━━ ENTRIES SHOWN
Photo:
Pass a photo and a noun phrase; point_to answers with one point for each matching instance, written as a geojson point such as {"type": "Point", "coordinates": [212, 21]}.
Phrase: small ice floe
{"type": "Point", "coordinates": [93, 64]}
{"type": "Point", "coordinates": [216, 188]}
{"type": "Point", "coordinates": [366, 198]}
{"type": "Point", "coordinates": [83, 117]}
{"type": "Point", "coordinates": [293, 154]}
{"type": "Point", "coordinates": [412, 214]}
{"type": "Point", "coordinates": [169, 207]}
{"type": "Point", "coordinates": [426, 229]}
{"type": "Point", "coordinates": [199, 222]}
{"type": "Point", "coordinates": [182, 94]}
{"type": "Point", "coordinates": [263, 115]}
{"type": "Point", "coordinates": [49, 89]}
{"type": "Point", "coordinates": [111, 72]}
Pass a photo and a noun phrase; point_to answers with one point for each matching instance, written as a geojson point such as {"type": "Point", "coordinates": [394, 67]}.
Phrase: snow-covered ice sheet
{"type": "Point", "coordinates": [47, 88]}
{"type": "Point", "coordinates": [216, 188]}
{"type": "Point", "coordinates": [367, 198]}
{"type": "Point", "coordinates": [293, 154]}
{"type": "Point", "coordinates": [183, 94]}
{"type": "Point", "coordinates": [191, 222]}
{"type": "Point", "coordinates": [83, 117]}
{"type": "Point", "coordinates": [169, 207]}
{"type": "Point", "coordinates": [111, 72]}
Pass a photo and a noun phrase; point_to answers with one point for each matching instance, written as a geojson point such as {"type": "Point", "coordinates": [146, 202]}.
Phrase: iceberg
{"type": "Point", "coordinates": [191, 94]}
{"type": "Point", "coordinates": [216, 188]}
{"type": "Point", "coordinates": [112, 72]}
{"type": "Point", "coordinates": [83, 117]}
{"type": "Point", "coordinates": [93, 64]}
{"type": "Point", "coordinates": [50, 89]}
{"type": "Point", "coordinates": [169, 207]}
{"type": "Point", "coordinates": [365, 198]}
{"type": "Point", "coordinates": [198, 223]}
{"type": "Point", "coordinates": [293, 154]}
━━━━
* _OBJECTIVE_
Find every line in the items above that contains the string "with" and copy each one out. Uppercase and lowercase count as different.

* _EXERCISE RESULT_
Pass a photo and a noun phrase; point_to answers with one point for each matching instance, written as a geojson point such as {"type": "Point", "coordinates": [212, 21]}.
Pass a photo and a noun phrase; point_to answers with one point for each matching instance, written as a geojson point such as {"type": "Point", "coordinates": [394, 67]}.
Pass a photo and a noun phrase; point_to answers with one point for each matching instance, written as a geojson point such as {"type": "Point", "coordinates": [146, 202]}.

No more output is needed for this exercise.